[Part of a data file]
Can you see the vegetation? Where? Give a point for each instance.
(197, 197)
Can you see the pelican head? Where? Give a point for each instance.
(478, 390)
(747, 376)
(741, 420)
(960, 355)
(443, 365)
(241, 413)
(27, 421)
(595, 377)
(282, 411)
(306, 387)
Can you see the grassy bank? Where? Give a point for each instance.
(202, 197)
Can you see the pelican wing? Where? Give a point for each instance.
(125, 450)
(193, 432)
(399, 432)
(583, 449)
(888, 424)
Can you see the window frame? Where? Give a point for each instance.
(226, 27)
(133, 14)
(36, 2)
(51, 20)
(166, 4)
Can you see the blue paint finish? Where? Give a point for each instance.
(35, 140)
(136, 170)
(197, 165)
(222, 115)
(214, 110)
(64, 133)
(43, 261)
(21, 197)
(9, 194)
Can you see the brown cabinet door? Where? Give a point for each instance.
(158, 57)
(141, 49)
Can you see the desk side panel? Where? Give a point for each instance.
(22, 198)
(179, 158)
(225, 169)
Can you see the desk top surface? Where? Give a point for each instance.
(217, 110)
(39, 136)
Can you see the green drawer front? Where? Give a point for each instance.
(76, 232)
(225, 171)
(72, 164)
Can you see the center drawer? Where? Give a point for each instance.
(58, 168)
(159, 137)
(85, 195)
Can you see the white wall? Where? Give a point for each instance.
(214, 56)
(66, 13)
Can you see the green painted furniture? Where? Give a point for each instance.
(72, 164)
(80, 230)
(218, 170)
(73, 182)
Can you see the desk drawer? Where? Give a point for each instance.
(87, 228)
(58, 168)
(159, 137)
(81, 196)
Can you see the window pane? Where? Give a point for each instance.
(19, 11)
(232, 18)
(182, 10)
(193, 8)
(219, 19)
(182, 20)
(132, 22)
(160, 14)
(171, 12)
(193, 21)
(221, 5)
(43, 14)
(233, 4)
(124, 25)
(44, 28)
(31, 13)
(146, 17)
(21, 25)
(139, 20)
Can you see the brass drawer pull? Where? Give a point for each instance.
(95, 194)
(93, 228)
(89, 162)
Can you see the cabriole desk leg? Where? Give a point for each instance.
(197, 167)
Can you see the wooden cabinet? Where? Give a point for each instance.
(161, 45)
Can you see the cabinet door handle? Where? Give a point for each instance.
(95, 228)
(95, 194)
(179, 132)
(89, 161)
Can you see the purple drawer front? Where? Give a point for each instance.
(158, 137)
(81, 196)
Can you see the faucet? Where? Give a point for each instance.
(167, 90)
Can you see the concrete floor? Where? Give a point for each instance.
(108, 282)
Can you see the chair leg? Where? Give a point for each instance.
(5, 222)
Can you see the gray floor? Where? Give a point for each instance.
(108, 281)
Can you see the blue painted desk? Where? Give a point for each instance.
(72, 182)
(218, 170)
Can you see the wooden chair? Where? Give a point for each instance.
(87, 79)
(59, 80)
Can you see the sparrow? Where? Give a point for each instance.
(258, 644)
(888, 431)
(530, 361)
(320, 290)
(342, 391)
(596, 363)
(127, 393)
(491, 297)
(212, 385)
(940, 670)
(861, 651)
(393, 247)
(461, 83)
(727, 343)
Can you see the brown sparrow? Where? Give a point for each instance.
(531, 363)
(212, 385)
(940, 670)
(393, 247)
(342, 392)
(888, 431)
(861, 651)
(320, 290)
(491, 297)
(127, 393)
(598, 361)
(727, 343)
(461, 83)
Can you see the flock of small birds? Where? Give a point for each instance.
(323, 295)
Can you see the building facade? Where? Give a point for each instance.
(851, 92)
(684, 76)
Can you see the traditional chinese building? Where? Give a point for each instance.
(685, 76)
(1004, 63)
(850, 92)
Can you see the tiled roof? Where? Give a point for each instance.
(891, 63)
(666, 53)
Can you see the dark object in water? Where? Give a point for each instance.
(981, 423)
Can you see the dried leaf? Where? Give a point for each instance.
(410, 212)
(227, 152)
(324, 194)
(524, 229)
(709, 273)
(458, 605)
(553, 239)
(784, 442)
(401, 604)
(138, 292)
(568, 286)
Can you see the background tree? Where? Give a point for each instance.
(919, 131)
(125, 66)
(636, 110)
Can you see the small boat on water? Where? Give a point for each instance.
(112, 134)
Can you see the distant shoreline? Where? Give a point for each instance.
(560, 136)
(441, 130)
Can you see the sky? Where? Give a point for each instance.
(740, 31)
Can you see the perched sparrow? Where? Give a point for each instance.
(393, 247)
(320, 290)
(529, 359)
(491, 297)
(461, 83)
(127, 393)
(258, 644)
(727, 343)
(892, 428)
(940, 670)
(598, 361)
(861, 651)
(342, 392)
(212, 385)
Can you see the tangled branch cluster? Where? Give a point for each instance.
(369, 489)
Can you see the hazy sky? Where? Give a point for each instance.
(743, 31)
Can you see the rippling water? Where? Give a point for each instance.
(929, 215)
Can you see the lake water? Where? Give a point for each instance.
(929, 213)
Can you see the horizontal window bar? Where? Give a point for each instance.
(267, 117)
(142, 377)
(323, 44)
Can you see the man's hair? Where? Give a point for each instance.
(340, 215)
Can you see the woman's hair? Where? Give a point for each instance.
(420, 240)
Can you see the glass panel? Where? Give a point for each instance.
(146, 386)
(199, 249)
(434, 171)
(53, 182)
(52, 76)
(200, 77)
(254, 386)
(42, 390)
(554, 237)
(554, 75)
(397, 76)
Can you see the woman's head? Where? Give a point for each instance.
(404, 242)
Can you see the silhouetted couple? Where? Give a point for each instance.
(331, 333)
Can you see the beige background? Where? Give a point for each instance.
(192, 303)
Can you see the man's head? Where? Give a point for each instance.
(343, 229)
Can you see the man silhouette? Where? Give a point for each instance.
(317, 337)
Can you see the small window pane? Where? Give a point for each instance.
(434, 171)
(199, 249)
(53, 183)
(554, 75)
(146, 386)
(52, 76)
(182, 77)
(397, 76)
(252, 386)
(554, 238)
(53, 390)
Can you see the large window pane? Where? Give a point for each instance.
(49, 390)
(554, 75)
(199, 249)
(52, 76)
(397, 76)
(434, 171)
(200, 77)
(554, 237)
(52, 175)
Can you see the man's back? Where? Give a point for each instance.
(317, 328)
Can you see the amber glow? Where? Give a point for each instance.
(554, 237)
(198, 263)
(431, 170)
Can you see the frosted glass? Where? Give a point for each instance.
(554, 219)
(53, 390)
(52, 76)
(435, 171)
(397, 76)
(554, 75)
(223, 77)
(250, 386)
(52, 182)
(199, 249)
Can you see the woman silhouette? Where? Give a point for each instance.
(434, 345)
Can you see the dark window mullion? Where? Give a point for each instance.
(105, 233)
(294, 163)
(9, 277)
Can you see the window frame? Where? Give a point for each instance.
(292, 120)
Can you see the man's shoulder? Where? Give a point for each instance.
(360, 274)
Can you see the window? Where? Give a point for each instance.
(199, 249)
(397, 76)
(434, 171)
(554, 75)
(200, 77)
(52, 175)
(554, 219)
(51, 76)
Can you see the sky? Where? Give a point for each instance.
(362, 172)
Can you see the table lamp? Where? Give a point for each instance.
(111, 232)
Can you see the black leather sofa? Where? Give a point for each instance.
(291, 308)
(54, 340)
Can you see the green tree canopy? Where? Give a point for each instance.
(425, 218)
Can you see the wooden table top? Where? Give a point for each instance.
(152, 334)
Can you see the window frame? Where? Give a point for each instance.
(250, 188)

• Given request
Copy out every line of the listing above, unchanged.

• Final result
Can you see the vegetation? Where? Give a point for each instance.
(197, 197)
Can you see the pelican head? Where? Give a point for each instance.
(478, 390)
(747, 376)
(741, 420)
(960, 355)
(443, 365)
(241, 413)
(27, 421)
(595, 377)
(282, 411)
(306, 387)
Can you see the grassy bank? Where? Give a point for each instance.
(202, 197)
Can you see the pelican wing? Where? Give a point for each instance.
(125, 450)
(193, 432)
(399, 432)
(583, 449)
(888, 424)
Can you see the window frame? Where? Give a point for each instance.
(226, 27)
(133, 14)
(36, 2)
(51, 20)
(166, 4)
Can you see the blue paint finish? Where? Give a point for each instance.
(35, 140)
(136, 170)
(197, 165)
(222, 115)
(214, 110)
(64, 133)
(43, 261)
(21, 197)
(9, 194)
Can you see the brown cabinet door? Where? Give a point for each instance.
(158, 57)
(141, 49)
Can you see the desk side panel? Where? Give a point for each instance.
(22, 198)
(179, 158)
(225, 169)
Can you see the desk top surface? Where? Give a point for each instance.
(217, 110)
(39, 136)
Can you see the green drawer front? Where? Give a point for each instance.
(76, 232)
(225, 171)
(72, 164)
Can you see the center drawer? Where? Give a point for each instance.
(58, 168)
(159, 137)
(85, 195)
Can you see the white wall? Where? Give a point for each instance.
(214, 56)
(66, 13)
Can you see the green painted furniture? Where? Give a point for each instance.
(72, 164)
(80, 230)
(218, 170)
(73, 182)
Can you see the desk drawer? Where? Give a point for each instance.
(87, 228)
(58, 168)
(159, 137)
(81, 196)
Can you see the window pane? Where? Give a point for each instance.
(19, 11)
(232, 18)
(182, 10)
(193, 8)
(219, 19)
(182, 20)
(132, 22)
(160, 14)
(171, 12)
(193, 21)
(221, 5)
(43, 14)
(233, 4)
(124, 25)
(44, 28)
(31, 13)
(146, 17)
(21, 25)
(139, 20)
Can you see the brass drawer pull? Where? Give a point for each instance.
(95, 194)
(93, 228)
(89, 162)
Can you see the cabriole desk leg? Where? Give a point for each instance.
(197, 167)
Can you see the wooden cabinet? Where? Give a point for each instance.
(161, 45)
Can you see the cabinet door handle? Where? Give a point for each instance.
(95, 228)
(95, 194)
(179, 132)
(89, 161)
Can you see the purple drawer front? Where? Give a point for each instance.
(158, 137)
(81, 196)
Can you see the faucet? Where? Give a point for each instance.
(167, 90)
Can you see the concrete floor? Where? Give a point for each instance.
(108, 282)
Can you see the chair leg? Where? Give a point for each instance.
(5, 222)
Can you see the gray floor? Where? Give a point for each instance.
(108, 281)
Can you see the blue painted desk? Where? Give a point for each instance.
(72, 182)
(218, 170)
Can you see the wooden chair? Where? Give a point for each instance.
(87, 79)
(59, 80)
Can you see the sparrow? Where? Give a point for each instance.
(258, 644)
(888, 431)
(530, 361)
(320, 290)
(342, 391)
(596, 363)
(127, 393)
(491, 297)
(212, 385)
(940, 670)
(861, 651)
(393, 247)
(461, 83)
(727, 343)
Can you see the brown sparrow? Where? Give a point for each instance.
(531, 363)
(212, 385)
(940, 670)
(393, 247)
(342, 392)
(888, 431)
(861, 651)
(320, 290)
(491, 297)
(127, 393)
(598, 361)
(727, 343)
(461, 83)
Can you see the flock of small birds? Where? Give a point for each instance.
(323, 295)
Can you see the building facade? Where? Give a point for each instance.
(851, 92)
(684, 76)
Can you see the traditional chinese building? Where? Give a point for each instance.
(685, 76)
(1004, 63)
(850, 92)
Can you see the tiled roof? Where? Give a point for each instance.
(891, 63)
(666, 53)
Can you see the dark object in water? Where? Give a point for each instance.
(981, 423)
Can you see the dried leaf? Where? Give a point for each instance.
(410, 212)
(227, 152)
(324, 194)
(524, 229)
(709, 273)
(458, 605)
(553, 239)
(784, 442)
(401, 604)
(138, 292)
(568, 286)
Can you see the background tree? Where? Give a point for each instance.
(919, 131)
(125, 66)
(636, 110)
Can you see the small boat on water? Where? Give a point for each instance.
(112, 134)
Can you see the distant shoreline? Where? Give a point for each instance.
(560, 136)
(441, 130)
Can you see the sky? Where? Give a point for each instance.
(740, 31)
Can you see the perched sparrow? Where? Give a point for each instance.
(393, 247)
(320, 290)
(529, 359)
(491, 297)
(461, 83)
(127, 393)
(258, 644)
(727, 343)
(892, 428)
(940, 670)
(598, 361)
(861, 651)
(342, 392)
(212, 385)
Can you see the tangled branch cluster? Where? Give a point for each instance.
(369, 489)
Can you see the hazy sky? Where? Give a point for each instance.
(743, 31)
Can you see the rippling water? Where? Give a point for each instance.
(929, 215)
Can you see the lake water? Where? Give a point for each instance.
(929, 213)
Can you see the horizontal window bar? Where? Give a point for each instance.
(267, 117)
(142, 377)
(323, 44)
Can you see the man's hair? Where? Give a point for each instance.
(340, 215)
Can you see the woman's hair? Where? Give a point for each instance.
(420, 240)
Can you see the glass panel? Where? Give a point for each instance.
(146, 386)
(199, 249)
(434, 171)
(53, 182)
(52, 76)
(200, 77)
(254, 386)
(42, 390)
(554, 237)
(554, 75)
(397, 76)
Can you see the woman's head? Where? Give a point for each instance.
(404, 242)
Can you see the silhouetted couple? Where? Give a point for each instance.
(331, 333)
Can you see the beige background? Where? Give a point for each instance.
(192, 303)
Can you see the man's head? Where? Give a point for each instance.
(343, 229)
Can you see the man silhouette? Where? Give a point for each instance.
(317, 337)
Can you see the small window pane? Where? Give a point for each instance.
(434, 171)
(199, 249)
(53, 183)
(554, 75)
(146, 386)
(52, 76)
(182, 77)
(397, 76)
(252, 386)
(554, 238)
(53, 390)
Can you see the large window pane? Where? Give a point for each instance.
(49, 390)
(554, 75)
(199, 249)
(52, 76)
(397, 76)
(434, 171)
(200, 77)
(554, 237)
(52, 175)
Can you see the man's back? Where? Give a point for each instance.
(317, 328)
Can you see the amber glow? Where? Give a point for each instance.
(554, 237)
(198, 263)
(431, 170)
Can you see the frosted glass? Where? Give a point for each instance.
(554, 219)
(53, 390)
(52, 76)
(435, 171)
(397, 76)
(554, 75)
(223, 77)
(250, 386)
(52, 182)
(199, 249)
Can you see the woman silhouette? Where? Give a point for each instance.
(434, 345)
Can you see the dark window mullion? Where? Give a point for each instance.
(105, 233)
(294, 163)
(9, 277)
Can you see the window frame? Where? Give a point for each instance.
(292, 120)
Can you see the man's shoulder? Where? Give a point for each instance.
(360, 274)
Can you see the window? Where? Give a point for each instance.
(199, 249)
(397, 76)
(434, 171)
(554, 75)
(200, 77)
(52, 175)
(554, 219)
(51, 76)
Can you see the sky? Where? Give a point for each instance.
(362, 172)
Can you see the table lamp? Where? Give a point for each instance.
(111, 232)
Can you see the black leather sofa? Where? Give a point for each instance.
(291, 308)
(54, 340)
Can you see the green tree canopy? Where? Give a point for each instance.
(425, 218)
Can you see the wooden table top? Where? Give a point for each instance.
(152, 334)
Can you see the window frame? Where? Give a point for each instance.
(250, 188)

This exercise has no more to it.